Exercise prompt: Set down the entries that follow exactly as written, leaving out any images.
+++ Data provided
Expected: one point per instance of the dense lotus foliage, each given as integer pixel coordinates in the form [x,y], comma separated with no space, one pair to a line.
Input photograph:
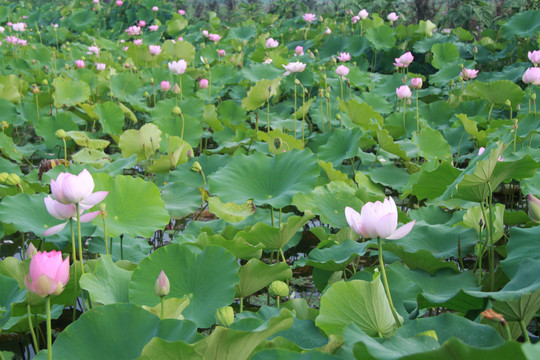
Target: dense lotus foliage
[350,185]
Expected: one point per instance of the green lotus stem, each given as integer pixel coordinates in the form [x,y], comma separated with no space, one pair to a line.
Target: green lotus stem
[49,328]
[34,339]
[385,282]
[524,331]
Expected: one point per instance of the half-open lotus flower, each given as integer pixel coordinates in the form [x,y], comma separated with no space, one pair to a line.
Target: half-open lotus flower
[378,219]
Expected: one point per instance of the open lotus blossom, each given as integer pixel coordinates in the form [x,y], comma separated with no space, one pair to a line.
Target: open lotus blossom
[271,43]
[154,49]
[363,14]
[48,274]
[469,74]
[481,151]
[534,57]
[392,17]
[294,67]
[378,219]
[344,57]
[532,76]
[178,67]
[342,70]
[403,92]
[309,18]
[404,60]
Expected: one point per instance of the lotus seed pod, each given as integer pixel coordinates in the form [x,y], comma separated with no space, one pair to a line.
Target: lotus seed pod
[278,288]
[225,316]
++++++
Answer box:
Expected: one point per instance of the dense lotus foliage, each given as integer pixel coordinates in the form [x,y], comma separated with no space, one pair to a line.
Input photograph:
Target: dense lotus foliage
[350,185]
Expected: one point per instance of the green lotus stem, each given as integer pixel coordinates in the form [x,y], comma separated with no space, one pair to a line.
Target: green lotus stem
[49,328]
[34,339]
[385,282]
[524,331]
Expected: one point per instance of the half-open lotus flower, each given as integer pixel coordinates in the form [x,y], comma separated with no space, one pair to a line.
Target: half-open lotus flower
[378,219]
Expected: one point per instance of the open lotus blossom, each given as integer pixel coordinates in the form [x,y], comma separated with no space, one pair to a line.
Target: open lotus blossom
[271,43]
[154,49]
[363,14]
[48,274]
[469,74]
[481,151]
[534,57]
[392,17]
[294,67]
[378,219]
[344,57]
[532,76]
[178,67]
[342,70]
[403,92]
[309,18]
[404,60]
Expected: one point per instance of the lotus seed pod, each given as integer pixel coordinates in the form [x,y], comma separated with no space, one pair to a line.
Target: lotus seed pod
[278,288]
[225,316]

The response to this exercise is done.